_Work required_: Your output is the line containing "Pin every instance of the woman's hair." plus all lines after it to the end of the records, reproduced exactly, with nothing else.

-------- Data shown

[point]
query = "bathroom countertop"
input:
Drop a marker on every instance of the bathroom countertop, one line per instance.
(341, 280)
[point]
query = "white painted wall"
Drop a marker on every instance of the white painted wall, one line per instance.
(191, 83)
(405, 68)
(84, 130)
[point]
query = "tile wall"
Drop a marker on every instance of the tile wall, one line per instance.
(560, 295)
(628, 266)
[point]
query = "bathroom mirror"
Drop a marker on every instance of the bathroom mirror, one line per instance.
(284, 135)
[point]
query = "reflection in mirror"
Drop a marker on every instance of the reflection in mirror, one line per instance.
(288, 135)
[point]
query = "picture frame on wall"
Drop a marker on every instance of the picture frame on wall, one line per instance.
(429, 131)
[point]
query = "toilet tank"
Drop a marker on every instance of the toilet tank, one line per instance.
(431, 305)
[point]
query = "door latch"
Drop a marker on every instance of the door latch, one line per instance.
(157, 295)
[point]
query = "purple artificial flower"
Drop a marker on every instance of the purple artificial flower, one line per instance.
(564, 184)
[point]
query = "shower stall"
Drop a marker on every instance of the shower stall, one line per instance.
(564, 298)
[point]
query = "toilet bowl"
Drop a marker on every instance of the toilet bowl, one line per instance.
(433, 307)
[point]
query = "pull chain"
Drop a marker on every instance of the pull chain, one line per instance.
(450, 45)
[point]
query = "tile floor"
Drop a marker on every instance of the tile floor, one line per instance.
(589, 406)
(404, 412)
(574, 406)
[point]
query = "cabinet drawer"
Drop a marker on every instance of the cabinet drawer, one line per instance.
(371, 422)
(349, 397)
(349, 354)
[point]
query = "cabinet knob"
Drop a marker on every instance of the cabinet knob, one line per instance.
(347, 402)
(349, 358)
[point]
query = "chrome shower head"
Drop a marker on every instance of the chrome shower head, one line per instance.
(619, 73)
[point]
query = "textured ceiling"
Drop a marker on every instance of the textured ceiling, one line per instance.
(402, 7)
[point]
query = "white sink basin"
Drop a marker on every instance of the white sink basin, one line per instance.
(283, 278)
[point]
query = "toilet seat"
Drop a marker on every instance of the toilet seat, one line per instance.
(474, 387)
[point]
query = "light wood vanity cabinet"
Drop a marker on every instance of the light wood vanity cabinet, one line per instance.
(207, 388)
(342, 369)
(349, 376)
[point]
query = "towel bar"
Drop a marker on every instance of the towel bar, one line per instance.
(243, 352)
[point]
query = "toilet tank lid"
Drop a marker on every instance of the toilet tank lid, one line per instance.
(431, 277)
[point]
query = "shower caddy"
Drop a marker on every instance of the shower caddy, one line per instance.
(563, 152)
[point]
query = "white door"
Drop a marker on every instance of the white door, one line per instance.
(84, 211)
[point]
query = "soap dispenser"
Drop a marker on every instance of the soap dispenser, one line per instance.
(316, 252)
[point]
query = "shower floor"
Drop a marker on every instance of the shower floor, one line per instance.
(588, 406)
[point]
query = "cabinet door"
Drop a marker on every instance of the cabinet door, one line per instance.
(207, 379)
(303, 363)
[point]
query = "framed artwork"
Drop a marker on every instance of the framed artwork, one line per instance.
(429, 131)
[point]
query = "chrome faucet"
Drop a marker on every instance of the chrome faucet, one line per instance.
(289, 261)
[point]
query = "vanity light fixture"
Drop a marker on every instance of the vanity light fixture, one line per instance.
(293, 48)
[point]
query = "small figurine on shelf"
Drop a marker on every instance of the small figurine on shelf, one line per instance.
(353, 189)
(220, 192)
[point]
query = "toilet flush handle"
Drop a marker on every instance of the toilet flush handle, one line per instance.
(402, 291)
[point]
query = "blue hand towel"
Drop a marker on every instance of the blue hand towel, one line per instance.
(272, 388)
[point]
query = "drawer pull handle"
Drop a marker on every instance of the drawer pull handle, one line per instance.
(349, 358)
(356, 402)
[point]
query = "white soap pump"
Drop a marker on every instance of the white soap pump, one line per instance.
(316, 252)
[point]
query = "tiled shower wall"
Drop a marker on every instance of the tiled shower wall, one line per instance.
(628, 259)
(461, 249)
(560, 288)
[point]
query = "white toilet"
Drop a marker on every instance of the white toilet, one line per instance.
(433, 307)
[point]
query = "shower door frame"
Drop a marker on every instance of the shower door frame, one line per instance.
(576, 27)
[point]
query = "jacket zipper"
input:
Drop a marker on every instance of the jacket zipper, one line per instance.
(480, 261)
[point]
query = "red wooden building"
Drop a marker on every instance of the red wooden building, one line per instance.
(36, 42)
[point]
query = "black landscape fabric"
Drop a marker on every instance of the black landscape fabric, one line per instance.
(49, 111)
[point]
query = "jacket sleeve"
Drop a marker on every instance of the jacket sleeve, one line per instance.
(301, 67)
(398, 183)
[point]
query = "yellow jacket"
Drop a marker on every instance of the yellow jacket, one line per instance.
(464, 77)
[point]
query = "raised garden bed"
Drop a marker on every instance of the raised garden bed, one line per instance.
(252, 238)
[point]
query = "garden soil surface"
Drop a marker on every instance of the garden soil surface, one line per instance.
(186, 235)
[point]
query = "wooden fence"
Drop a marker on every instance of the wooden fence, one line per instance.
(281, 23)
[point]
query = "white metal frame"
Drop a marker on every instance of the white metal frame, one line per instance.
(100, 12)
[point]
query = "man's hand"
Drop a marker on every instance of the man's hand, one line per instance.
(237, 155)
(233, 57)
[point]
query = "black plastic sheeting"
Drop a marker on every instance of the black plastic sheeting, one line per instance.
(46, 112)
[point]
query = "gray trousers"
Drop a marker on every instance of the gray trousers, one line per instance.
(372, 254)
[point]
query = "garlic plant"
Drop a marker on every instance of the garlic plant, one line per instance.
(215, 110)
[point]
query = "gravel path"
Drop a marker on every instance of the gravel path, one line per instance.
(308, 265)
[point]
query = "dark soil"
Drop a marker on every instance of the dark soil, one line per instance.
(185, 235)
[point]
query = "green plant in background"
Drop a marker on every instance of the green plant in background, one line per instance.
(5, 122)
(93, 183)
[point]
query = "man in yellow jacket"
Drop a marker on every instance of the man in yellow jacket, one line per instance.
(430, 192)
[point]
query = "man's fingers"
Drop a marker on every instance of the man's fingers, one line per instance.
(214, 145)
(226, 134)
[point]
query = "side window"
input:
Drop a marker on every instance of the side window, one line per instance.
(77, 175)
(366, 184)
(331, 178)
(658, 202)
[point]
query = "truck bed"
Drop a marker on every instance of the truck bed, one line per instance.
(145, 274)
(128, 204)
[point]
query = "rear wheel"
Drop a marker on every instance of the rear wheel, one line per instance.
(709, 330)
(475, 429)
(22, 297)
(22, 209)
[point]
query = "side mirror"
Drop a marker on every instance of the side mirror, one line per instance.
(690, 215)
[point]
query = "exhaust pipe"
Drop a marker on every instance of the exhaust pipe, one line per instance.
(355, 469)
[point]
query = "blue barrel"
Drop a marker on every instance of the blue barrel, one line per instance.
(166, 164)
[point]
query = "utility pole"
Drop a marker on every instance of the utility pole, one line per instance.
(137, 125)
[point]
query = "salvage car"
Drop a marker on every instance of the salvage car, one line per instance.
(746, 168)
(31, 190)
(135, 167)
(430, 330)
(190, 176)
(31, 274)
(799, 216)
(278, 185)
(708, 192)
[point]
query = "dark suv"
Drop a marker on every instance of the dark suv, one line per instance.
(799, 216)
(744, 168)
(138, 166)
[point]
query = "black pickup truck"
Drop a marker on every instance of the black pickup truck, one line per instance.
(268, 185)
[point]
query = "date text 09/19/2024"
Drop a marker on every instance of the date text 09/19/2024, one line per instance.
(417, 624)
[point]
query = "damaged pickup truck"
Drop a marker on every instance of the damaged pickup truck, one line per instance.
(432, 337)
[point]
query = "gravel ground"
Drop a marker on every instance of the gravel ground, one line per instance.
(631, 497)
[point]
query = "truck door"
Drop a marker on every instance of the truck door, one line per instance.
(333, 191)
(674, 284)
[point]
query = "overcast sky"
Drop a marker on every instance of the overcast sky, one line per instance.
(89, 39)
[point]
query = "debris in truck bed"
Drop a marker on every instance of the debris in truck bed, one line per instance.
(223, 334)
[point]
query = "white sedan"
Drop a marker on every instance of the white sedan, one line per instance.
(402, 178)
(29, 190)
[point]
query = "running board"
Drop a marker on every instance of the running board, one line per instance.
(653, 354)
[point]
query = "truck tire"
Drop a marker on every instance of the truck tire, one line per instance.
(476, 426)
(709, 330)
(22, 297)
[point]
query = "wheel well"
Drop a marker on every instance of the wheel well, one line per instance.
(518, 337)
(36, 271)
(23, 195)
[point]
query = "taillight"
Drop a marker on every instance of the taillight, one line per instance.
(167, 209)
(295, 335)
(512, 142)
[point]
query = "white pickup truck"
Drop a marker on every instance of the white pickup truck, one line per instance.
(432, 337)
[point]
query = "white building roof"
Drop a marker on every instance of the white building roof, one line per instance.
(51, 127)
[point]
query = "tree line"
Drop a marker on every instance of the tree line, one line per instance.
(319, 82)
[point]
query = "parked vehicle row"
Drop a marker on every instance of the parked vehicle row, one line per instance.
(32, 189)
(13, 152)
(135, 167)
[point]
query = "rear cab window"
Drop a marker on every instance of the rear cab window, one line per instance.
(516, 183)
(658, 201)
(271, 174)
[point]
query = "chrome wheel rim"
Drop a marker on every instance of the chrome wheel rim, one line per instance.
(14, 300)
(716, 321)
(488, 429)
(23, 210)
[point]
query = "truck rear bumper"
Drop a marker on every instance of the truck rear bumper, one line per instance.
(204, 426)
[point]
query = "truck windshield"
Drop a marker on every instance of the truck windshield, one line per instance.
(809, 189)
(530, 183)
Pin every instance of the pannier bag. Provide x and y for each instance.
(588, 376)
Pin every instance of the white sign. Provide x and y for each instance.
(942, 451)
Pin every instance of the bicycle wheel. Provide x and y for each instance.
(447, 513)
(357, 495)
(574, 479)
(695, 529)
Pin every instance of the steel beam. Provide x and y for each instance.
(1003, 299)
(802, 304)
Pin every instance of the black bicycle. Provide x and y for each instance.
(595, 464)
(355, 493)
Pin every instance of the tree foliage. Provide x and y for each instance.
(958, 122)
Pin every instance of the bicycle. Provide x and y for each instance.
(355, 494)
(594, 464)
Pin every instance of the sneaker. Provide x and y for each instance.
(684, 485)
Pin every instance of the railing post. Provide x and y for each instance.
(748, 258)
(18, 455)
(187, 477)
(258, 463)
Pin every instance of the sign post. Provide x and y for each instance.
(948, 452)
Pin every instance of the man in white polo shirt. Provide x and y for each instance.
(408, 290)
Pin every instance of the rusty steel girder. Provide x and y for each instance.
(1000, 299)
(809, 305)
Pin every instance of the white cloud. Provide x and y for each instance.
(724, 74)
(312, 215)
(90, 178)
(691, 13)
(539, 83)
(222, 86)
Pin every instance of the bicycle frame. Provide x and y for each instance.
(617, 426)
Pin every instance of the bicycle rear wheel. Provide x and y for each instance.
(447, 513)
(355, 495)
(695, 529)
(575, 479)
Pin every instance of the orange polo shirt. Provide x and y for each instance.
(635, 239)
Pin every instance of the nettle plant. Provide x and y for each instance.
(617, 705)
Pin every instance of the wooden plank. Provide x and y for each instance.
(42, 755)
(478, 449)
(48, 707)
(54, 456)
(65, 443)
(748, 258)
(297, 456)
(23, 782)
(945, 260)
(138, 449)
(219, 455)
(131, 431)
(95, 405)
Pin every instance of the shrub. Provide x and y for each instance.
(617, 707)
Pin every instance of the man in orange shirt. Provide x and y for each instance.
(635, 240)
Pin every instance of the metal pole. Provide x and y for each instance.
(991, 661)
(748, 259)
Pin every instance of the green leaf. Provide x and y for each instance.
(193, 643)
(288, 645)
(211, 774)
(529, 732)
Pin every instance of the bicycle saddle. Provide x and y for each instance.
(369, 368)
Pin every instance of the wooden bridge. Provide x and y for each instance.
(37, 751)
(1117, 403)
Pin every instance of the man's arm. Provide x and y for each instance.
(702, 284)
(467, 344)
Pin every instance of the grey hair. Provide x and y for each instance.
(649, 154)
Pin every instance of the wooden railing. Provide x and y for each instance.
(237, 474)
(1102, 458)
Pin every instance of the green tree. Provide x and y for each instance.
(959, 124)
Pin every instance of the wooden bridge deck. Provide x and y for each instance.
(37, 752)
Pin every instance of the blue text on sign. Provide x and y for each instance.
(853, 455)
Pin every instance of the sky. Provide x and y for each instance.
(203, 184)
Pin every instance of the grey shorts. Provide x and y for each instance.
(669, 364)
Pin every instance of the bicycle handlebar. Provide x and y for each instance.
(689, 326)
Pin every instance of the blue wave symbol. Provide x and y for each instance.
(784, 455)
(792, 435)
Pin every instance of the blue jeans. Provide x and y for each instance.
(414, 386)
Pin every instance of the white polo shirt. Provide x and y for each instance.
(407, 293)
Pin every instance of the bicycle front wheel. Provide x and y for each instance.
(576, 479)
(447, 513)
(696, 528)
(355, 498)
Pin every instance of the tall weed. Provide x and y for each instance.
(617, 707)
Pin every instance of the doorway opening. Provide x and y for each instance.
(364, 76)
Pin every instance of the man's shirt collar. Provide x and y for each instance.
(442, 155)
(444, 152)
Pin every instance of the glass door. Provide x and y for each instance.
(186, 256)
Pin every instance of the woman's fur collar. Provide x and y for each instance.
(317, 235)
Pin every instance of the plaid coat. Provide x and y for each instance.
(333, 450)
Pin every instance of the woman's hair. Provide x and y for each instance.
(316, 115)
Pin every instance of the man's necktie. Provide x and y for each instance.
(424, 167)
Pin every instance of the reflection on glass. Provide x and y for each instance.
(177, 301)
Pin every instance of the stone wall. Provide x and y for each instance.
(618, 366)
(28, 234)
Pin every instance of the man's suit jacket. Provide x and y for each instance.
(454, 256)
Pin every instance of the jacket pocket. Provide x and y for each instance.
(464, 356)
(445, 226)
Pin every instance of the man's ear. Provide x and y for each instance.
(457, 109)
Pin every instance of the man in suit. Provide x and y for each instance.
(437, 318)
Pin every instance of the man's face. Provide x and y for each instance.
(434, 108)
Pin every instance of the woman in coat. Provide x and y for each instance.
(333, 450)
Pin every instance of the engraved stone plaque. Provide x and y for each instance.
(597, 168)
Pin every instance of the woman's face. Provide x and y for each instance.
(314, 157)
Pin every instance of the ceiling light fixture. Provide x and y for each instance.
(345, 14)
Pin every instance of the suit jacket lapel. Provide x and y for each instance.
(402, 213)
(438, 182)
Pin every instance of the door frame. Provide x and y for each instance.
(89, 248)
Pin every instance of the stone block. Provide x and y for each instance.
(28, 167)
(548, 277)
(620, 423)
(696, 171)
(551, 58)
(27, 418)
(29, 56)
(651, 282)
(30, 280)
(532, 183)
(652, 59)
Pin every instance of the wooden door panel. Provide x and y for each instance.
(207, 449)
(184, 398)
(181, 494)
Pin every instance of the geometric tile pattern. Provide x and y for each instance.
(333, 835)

----------------

_Exercise answer_:
Pin every instance of the woman's hair. Provide x and y for each instance.
(316, 115)
Pin every instance of the man's necktie. Provide x and y for each instance.
(424, 167)
Pin every instance of the reflection on glass. Provide x and y for each instance.
(177, 301)
Pin every instance of the stone wall. Provide x and y for each instance.
(618, 366)
(28, 234)
Pin every instance of the man's suit jacket. Provide x and y for each instance.
(454, 256)
Pin every instance of the jacket pocket. Provide x and y for each instance.
(464, 356)
(445, 226)
Pin every instance of the man's ear. Provide x and y for each instance.
(457, 109)
Pin every instance of the man in suit. Provide x and y for each instance.
(437, 318)
Pin every instance of the man's face. Provide x and y for each instance.
(434, 108)
Pin every instance of the woman in coat. Provide x and y for each instance.
(333, 450)
Pin every instance of the engraved stone plaque. Provide x and y for each instance.
(597, 168)
Pin every instance of the woman's face. Provide x and y for each instance.
(314, 157)
Pin every instance of the ceiling light fixture. Provide x and y for each instance.
(345, 14)
Pin every instance of the suit jacket lapel. Provide x and y for each instance.
(402, 213)
(438, 182)
Pin every instance of the door frame. Provide x and y for each instance.
(89, 248)
Pin every instance of the stone block. Provide x and y for each instance.
(28, 167)
(548, 277)
(620, 423)
(696, 171)
(551, 58)
(27, 418)
(29, 56)
(651, 282)
(30, 280)
(532, 183)
(652, 59)
Pin every instance of the wooden door panel. Provide x and y for each instance.
(207, 449)
(184, 398)
(181, 494)
Pin every instance of the geometric tile pattern. Provide x and y for each instance.
(333, 835)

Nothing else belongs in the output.